--- Page text Enclosed Below ---
6329 - Kölnbreinsperre XXVI


It’s a pretty thick wall. Could you design it? Well, I certainly couldn’t. I’ve learned my share of math, I’ve been at a technical high school, I’ve even calculated simple building statics at school, but this is not simple at all. And even if I’d know the math, it would all depend on the materials.

There will certainly be steel in the wall, will it? What steel? How do you make it? How do you know that you’ve managed to create the desired quality? Where do you get the iron ore? How do you mine it? How do you even know what iron ore is? Do you know what it looks like? Do you know where to find it, how to extract it? How do you transport it and how will you create the temperatures necessary to melt it? And then? Cast iron is brittle. A smith would know how to make steel. Do you? Do you know any smith? Even if, we don’t talk about ploughs or swords, we talk about uniform bars with certain stability-enhancing profiles and lengths of tens of meters. Thousands of them, each weighing a ton, all having reliable quality. You can’t just make that with hammer and anvil 😄

We’ve only talked about a small part of necessary materials yet. What about building the wall? Where do you get the machines? How do you power them? Can you safely build such a wall without sacrificing thousands of workers? Do you have proper incentives to make workers work voluntarily and without forcing them?
--- End of Enclosed Page text ---
Tasks to complete.
1. Reproduce the passage of the Kölnbreinsperre text starting at "We’ve only talked" and ending at "without forcing them?".
2. Answer the following questions using the Kölnbreinsperre text:
(a) What type of school does the writer say they attended?
(b) What property of cast iron does the text state?
(c) How much does each of the bars described in the text weigh?
--- Provided information Enclosed Below ---
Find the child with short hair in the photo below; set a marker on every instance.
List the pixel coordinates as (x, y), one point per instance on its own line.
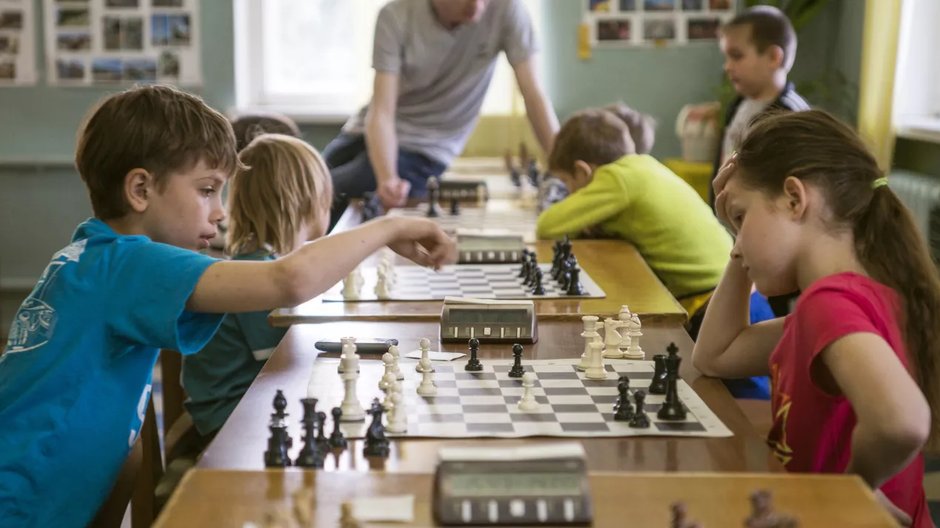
(75, 376)
(279, 200)
(619, 193)
(854, 367)
(759, 46)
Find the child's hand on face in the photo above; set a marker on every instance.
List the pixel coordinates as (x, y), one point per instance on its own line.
--- End of Enclosed Provided information ---
Solutions to the tasks.
1.
We’ve only talked about a small part of necessary materials yet. What about building the wall? Where do you get the machines? How do you power them? Can you safely build such a wall without sacrificing thousands of workers? Do you have proper incentives to make workers work voluntarily and without forcing them?

2.
(a) A technical high school.
(b) It is brittle.
(c) A ton each.